(Stored data)
=====

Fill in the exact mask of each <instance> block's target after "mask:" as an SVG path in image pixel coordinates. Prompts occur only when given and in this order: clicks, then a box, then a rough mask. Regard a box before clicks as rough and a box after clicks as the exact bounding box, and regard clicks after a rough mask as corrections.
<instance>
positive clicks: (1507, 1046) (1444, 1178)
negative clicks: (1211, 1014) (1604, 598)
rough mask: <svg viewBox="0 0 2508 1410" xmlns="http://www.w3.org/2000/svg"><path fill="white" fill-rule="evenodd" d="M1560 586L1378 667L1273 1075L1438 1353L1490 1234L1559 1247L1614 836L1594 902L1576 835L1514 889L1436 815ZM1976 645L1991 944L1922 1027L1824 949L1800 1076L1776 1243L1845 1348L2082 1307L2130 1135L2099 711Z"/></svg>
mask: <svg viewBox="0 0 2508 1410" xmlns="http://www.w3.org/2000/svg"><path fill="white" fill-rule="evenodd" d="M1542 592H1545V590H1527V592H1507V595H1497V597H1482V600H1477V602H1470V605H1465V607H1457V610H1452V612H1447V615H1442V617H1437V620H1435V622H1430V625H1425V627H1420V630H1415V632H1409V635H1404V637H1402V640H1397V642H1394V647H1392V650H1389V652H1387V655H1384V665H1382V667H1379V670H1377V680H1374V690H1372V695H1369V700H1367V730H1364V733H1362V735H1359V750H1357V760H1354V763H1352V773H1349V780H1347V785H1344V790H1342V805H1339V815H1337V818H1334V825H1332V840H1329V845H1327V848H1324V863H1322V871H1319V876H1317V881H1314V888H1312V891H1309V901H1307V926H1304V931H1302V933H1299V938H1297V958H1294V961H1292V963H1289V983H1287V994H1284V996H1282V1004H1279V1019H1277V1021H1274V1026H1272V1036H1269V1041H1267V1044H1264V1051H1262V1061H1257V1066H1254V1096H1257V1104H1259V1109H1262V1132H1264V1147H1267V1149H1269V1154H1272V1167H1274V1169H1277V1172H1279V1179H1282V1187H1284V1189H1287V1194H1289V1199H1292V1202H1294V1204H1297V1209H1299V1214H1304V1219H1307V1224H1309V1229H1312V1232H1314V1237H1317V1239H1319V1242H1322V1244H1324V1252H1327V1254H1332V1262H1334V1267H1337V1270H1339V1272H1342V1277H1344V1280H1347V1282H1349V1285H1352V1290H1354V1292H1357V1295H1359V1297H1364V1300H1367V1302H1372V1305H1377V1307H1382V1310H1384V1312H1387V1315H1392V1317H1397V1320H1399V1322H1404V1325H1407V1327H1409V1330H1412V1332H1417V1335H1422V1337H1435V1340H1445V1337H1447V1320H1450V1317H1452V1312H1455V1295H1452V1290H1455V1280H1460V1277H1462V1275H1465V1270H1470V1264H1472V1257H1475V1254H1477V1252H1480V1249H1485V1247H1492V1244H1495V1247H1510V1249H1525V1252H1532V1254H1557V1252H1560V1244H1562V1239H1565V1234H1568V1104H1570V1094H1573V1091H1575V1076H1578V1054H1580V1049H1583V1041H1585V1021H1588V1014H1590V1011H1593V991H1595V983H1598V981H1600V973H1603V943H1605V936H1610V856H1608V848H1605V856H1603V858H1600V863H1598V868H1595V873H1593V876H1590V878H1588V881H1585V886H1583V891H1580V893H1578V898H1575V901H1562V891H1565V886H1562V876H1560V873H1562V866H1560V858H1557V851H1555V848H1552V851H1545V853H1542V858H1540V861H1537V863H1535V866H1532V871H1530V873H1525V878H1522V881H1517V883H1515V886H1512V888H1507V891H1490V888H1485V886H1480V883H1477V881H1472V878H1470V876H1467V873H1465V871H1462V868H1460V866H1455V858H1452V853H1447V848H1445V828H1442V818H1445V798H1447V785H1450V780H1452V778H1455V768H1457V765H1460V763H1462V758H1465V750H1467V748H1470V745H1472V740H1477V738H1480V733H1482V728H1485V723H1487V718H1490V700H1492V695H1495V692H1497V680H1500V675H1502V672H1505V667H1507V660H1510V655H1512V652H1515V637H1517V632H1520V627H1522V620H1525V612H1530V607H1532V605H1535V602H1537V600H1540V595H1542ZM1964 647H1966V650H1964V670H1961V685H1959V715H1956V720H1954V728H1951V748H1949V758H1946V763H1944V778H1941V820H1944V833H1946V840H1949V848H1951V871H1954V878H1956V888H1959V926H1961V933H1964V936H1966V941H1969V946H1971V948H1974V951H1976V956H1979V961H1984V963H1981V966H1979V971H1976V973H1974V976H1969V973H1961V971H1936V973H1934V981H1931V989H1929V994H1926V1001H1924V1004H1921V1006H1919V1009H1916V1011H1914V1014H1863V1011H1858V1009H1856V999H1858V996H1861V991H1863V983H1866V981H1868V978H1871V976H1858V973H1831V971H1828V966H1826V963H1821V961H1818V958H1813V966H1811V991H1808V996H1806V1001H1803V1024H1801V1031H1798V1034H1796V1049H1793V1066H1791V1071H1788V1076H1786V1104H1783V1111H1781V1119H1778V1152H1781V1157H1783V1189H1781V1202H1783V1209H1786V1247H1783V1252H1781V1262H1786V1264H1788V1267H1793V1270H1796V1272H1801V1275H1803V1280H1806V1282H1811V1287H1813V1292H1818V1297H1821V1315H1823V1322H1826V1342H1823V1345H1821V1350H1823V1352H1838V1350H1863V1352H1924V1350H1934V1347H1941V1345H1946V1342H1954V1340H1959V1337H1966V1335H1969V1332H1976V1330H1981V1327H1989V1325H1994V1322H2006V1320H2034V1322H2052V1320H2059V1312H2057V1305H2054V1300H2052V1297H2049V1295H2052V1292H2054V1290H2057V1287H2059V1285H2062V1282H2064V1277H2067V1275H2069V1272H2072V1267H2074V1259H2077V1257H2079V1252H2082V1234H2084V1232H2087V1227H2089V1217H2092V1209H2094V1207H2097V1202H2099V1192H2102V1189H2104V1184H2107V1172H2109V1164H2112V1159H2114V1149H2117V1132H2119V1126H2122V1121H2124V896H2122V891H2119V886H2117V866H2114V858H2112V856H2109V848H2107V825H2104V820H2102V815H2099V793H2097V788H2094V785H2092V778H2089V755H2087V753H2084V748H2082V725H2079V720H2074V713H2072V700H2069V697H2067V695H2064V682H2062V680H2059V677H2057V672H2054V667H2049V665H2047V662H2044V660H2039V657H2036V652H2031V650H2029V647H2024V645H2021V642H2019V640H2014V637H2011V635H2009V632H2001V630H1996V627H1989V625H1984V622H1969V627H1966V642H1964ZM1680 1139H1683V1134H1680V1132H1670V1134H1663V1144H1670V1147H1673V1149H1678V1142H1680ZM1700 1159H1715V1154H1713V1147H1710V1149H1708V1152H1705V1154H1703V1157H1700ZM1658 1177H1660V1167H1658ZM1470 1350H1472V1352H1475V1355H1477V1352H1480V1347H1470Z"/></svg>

=====

# ASSIGNED TASK:
Report every line of the listing above that contains the string "clicks", matching case exactly.

# ANSWER FOR THIS EXERCISE:
Fill in the exact mask of each <instance> block's target after "mask:" as an SVG path in image pixel coordinates. Prompts occur only when given and in this order: clicks, then a box, then a rough mask. Regard a box before clicks as rough and a box after clicks as the exact bounding box, and regard clicks after a rough mask as corrections.
positive clicks: (1507, 1046) (1444, 1178)
negative clicks: (1211, 1014) (1604, 598)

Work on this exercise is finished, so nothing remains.